Entries from a point annotation set:
····················

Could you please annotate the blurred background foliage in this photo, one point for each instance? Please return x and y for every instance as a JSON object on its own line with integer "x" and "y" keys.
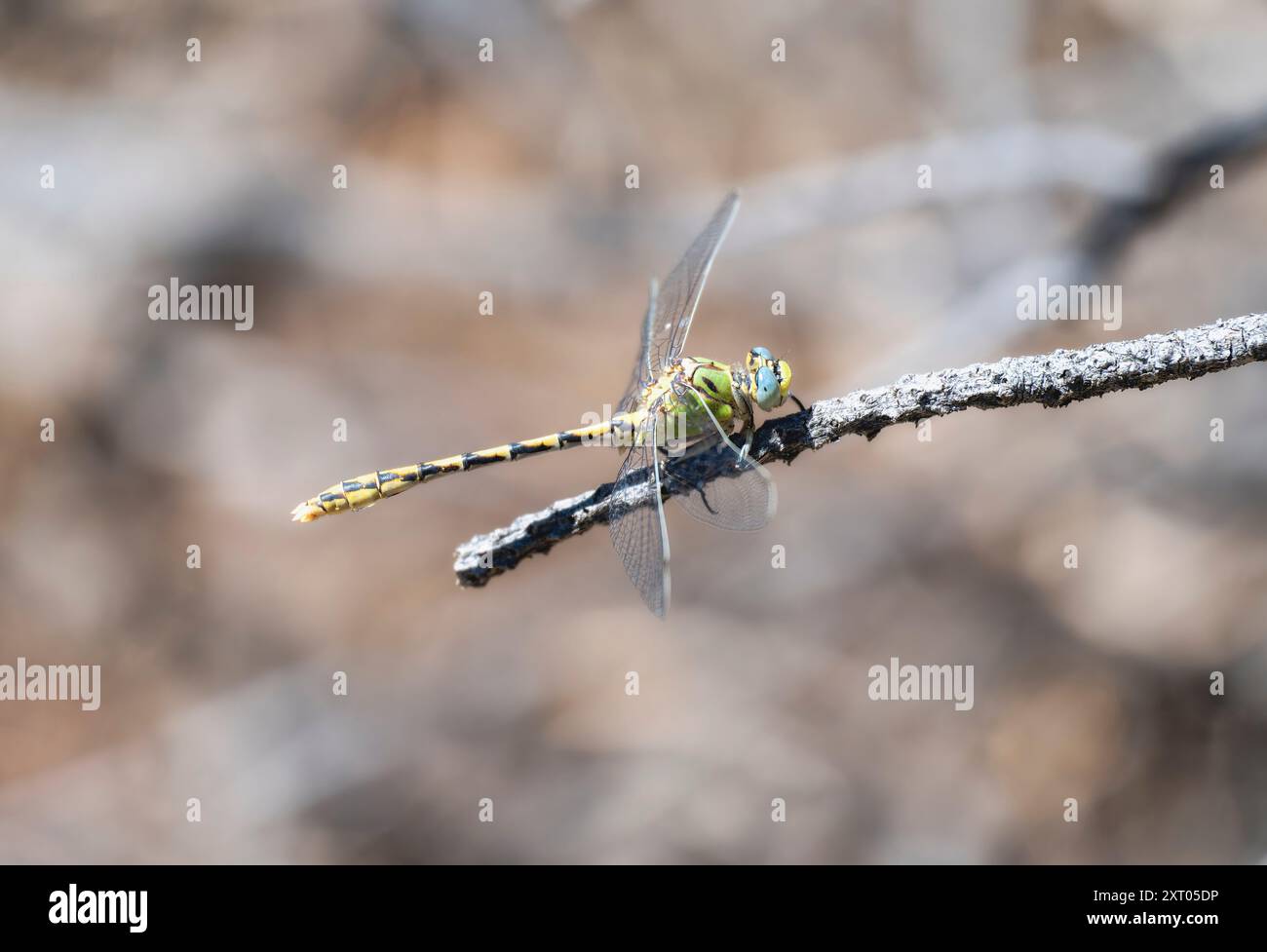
{"x": 510, "y": 177}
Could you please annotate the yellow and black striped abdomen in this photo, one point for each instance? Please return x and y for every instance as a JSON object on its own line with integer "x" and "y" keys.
{"x": 364, "y": 491}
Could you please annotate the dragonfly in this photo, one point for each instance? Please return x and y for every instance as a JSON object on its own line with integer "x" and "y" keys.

····················

**AIM OF THE EXERCISE:**
Transcribe the records above exactly, omitting every picture they contain.

**ANSWER IN FULL:**
Could you please annotate the blurred background foliage in this photo, one point for each instance? Please return x and y for every instance as a JSON object on its own line with integer "x" and "y" keys.
{"x": 510, "y": 177}
Could you please annotate the yellow and black striped abdomen in this photo, one point for each instance? Please return x and y for every instance as a JSON object on its own line with integer "x" and "y" keys.
{"x": 364, "y": 491}
Could you please annotate the dragonfly in this photo, one point for each instance? Please return x and y for every instance as a JSON object on its own line with integer "x" and "y" keys.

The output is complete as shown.